● Exercise goal:
In the records below, find the line containing "TASK = place a pin on each instance of the paved"; give it again exactly, along with every line that follows, and nothing else.

— Start of Recorded data —

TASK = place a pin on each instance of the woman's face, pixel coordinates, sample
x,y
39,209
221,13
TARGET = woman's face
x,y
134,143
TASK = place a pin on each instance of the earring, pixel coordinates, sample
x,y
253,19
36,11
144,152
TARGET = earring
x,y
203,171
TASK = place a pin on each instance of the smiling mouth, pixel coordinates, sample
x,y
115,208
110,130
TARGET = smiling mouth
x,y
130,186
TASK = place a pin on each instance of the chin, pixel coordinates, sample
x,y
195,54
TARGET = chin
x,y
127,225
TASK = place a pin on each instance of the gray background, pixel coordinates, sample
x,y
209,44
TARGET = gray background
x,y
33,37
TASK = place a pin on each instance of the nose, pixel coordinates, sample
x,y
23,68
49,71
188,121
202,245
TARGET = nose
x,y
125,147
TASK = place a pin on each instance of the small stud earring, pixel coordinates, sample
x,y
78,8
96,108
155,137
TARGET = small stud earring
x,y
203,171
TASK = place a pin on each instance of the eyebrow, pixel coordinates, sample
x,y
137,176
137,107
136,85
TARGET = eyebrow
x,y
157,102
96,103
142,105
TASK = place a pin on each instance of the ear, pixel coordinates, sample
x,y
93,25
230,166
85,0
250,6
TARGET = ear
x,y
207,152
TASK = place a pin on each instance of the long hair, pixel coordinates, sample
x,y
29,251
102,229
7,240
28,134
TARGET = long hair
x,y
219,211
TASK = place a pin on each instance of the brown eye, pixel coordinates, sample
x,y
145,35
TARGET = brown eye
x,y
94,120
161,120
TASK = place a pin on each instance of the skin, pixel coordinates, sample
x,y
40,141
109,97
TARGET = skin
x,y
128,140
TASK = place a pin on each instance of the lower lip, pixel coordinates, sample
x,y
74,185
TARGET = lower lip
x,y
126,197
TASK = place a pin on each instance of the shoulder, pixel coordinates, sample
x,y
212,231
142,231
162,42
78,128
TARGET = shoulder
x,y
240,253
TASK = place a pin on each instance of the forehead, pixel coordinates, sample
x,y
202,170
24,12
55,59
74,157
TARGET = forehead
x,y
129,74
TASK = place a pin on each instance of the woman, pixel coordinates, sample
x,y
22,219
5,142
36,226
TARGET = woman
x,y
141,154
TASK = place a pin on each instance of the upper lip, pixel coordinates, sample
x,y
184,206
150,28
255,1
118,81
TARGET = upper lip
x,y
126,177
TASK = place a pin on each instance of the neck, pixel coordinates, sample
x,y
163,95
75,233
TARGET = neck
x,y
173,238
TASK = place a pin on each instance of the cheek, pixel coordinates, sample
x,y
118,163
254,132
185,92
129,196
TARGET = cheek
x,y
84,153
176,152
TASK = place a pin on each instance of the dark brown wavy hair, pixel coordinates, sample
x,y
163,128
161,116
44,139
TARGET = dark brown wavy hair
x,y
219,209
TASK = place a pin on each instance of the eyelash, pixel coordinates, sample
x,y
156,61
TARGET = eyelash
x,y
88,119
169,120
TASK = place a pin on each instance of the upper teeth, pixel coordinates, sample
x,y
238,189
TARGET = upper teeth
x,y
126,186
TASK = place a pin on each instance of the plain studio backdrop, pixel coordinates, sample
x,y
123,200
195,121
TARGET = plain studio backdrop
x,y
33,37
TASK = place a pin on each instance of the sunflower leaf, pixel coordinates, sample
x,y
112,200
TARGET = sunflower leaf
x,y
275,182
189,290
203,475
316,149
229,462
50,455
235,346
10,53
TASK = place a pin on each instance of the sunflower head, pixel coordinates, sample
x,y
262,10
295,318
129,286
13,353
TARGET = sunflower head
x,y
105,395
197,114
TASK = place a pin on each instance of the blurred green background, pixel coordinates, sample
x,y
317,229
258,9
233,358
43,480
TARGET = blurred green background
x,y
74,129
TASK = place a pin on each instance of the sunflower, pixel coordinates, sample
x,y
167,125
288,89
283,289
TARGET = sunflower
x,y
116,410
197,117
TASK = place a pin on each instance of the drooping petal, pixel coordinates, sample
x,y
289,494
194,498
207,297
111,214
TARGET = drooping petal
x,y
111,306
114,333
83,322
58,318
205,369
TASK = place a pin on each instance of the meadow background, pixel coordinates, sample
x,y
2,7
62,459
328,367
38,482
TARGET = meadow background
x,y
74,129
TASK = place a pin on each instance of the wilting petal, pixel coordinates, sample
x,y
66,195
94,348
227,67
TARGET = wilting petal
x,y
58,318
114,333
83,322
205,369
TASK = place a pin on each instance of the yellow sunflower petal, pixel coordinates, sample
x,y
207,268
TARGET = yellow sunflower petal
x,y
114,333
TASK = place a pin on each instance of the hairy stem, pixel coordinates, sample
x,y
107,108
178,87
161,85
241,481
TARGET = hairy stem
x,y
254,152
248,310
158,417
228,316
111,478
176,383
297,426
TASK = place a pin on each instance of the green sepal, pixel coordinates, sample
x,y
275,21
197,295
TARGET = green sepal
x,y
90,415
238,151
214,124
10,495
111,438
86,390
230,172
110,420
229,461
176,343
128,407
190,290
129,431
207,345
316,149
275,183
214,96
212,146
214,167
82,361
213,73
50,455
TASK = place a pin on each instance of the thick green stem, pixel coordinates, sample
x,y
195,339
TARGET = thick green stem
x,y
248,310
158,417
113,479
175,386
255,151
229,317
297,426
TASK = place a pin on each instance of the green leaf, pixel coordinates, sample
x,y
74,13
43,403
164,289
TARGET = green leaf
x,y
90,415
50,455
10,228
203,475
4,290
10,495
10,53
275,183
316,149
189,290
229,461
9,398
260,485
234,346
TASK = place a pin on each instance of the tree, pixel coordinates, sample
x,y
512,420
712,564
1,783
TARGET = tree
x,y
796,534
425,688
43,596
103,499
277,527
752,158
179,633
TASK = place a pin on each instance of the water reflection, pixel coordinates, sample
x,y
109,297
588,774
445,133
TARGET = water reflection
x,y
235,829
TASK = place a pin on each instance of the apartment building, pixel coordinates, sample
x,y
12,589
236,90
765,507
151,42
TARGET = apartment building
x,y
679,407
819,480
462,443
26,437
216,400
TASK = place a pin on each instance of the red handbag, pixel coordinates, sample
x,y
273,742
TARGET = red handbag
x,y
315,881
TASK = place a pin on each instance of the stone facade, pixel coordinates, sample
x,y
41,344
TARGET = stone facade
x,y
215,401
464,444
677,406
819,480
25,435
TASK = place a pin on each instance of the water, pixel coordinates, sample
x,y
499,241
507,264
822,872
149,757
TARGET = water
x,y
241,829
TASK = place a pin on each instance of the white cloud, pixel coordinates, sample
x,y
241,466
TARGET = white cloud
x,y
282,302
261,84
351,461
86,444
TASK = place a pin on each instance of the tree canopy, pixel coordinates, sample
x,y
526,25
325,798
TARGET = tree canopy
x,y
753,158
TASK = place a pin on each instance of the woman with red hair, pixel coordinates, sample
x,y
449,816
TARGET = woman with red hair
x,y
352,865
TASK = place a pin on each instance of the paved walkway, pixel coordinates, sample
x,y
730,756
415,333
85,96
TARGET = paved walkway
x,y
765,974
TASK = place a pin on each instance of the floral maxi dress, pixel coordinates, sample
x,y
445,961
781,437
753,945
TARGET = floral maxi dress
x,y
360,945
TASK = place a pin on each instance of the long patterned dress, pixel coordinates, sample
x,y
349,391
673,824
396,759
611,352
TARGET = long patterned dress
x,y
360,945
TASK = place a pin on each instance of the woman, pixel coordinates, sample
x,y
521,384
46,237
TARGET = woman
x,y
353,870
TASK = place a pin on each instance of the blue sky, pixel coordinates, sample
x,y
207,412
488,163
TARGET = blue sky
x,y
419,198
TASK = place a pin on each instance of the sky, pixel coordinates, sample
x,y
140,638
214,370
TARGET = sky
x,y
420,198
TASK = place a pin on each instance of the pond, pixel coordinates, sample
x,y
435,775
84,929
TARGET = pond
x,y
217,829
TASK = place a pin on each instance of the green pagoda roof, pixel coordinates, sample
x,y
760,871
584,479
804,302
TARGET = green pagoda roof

— End of Recorded data —

● Result:
TASK = place a pin on each instance of the paved walkway, pixel coordinates, sample
x,y
730,756
415,333
85,96
TARGET = paved walkway
x,y
765,974
TASK = place a pin on each instance of the floral maxi dress, pixel coordinates, sample
x,y
445,961
781,437
753,945
TARGET = floral maxi dress
x,y
360,945
TASK = place a pin on each instance of the long patterned dress, pixel coordinates, sample
x,y
349,391
673,824
396,759
611,352
TARGET = long patterned dress
x,y
360,945
TASK = place a pin on each instance of the woman, pixel coordinates, sample
x,y
521,384
46,237
TARGET = woman
x,y
353,870
TASK = place a pin on each instance of the blue sky, pixel coordinates, sample
x,y
207,412
488,163
TARGET = blue sky
x,y
419,198
TASK = place a pin on each instance of the sky, pixel coordinates, sample
x,y
140,638
214,370
TARGET = sky
x,y
420,198
TASK = place a pin on each instance of the pond, pixel coordinates, sample
x,y
435,775
84,929
TARGET = pond
x,y
217,829
TASK = place a pin on each instance of the green pagoda roof, pixel coordinates, sample
x,y
760,871
584,479
804,302
TARGET = green pagoda roof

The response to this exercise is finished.